Turn every line of the material below into a numbered list, omitting the blank lines.

(Dataset entries)
□ □ □ □ □
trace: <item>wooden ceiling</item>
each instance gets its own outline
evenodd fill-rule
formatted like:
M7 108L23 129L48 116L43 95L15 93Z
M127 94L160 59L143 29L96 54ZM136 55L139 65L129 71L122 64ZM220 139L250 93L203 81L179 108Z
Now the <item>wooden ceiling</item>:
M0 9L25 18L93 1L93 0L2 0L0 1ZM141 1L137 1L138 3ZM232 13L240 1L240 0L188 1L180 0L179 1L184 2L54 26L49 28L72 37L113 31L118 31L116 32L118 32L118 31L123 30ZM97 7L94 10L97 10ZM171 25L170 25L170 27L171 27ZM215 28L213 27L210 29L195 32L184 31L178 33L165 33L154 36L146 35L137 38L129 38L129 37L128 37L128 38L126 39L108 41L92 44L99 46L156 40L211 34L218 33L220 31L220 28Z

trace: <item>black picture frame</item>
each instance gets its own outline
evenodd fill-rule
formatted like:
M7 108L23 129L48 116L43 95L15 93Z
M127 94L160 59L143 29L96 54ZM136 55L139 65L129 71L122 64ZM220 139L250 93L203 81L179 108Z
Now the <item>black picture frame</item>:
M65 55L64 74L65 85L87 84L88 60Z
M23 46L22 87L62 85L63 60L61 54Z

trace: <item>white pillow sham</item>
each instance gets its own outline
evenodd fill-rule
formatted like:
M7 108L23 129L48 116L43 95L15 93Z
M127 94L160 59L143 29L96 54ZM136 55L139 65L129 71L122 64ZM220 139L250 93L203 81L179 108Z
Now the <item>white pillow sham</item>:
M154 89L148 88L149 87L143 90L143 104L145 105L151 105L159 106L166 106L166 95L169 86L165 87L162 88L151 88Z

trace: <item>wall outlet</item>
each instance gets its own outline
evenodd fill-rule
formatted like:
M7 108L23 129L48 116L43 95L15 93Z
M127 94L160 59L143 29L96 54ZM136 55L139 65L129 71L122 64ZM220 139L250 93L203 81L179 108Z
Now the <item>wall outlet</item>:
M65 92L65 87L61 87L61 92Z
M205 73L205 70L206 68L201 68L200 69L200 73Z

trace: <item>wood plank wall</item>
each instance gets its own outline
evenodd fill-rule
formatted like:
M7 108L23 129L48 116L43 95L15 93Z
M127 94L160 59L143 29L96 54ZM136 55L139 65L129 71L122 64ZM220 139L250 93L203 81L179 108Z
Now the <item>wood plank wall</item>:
□ □ □ □ □
THE COMPLETED TASK:
1. trace: <item>wooden ceiling</item>
2. each instance gets its own outline
3. evenodd fill-rule
4. formatted like:
5. M7 108L23 129L48 116L43 95L15 93Z
6. M127 94L160 59L143 29L96 54ZM136 55L139 65L129 71L122 64ZM220 139L250 93L203 81L179 108Z
7. Now the <item>wooden ceiling</item>:
8. M0 9L25 18L93 1L93 0L2 0L0 1ZM141 1L137 1L138 3ZM232 13L240 1L240 0L188 1L180 0L179 1L184 2L54 26L49 28L72 37L113 31L118 31L116 32L118 32L118 31L123 30ZM97 7L94 10L97 10ZM171 25L170 25L170 27L171 27ZM215 28L213 27L210 29L195 32L184 31L178 33L165 33L154 36L146 35L137 38L129 38L129 37L128 37L128 38L126 39L108 41L92 44L99 46L156 40L211 34L218 33L220 31L220 28Z
9. trace: <item>black picture frame</item>
10. each instance gets its own outline
11. evenodd fill-rule
12. formatted like:
13. M7 108L23 129L48 116L43 95L15 93Z
14. M127 94L160 59L143 29L96 54ZM136 55L139 65L129 71L122 64ZM220 139L250 93L203 81L179 108Z
15. Now the <item>black picture frame</item>:
16. M65 55L64 74L65 85L87 84L88 60Z
17. M23 46L22 87L62 85L63 60L61 54Z
18. trace: <item>white pillow sham</item>
19. each instance gets its own outline
20. evenodd fill-rule
21. formatted like:
22. M7 108L23 129L48 116L43 95L15 93Z
23. M127 94L160 59L143 29L96 54ZM136 55L139 65L129 71L122 64ZM220 139L250 93L203 81L179 108Z
24. Now the <item>white pillow sham</item>:
25. M154 89L148 88L149 87L143 90L143 104L145 105L151 105L159 106L166 106L166 95L169 86L165 87L162 88L151 88Z
26. trace: <item>wall outlet</item>
27. each instance gets its own outline
28. evenodd fill-rule
29. formatted like:
30. M7 108L23 129L48 116L43 95L15 93Z
31. M127 94L160 59L143 29L96 54ZM136 55L139 65L129 71L122 64ZM220 139L250 93L203 81L179 108Z
32. Now the <item>wall outlet</item>:
33. M65 92L65 87L61 87L61 92Z
34. M205 73L205 70L206 68L201 68L200 69L200 73Z
35. trace: <item>wood plank wall</item>
36. each instance gets its own outline
37. evenodd fill-rule
38. formatted like:
39. M7 108L23 129L48 116L43 95L15 93Z
40. M127 94L160 59L143 29L96 54ZM136 55L139 65L129 71L122 64ZM220 139L250 93L203 81L179 108Z
41. Now the <item>wood plank wall</item>:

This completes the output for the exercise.